BRIEF: Nothing but the lines from the one with "Where can the grassy" through the end of the records below should be written out, and each must match word for word.
____ SOURCE DATA
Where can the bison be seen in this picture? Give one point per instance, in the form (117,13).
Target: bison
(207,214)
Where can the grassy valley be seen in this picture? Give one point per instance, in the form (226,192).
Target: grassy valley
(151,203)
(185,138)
________
TASK OUTPUT:
Where can the grassy valley be seen in this picture? Give one point per instance, in the form (226,192).
Target: grassy valley
(151,203)
(185,138)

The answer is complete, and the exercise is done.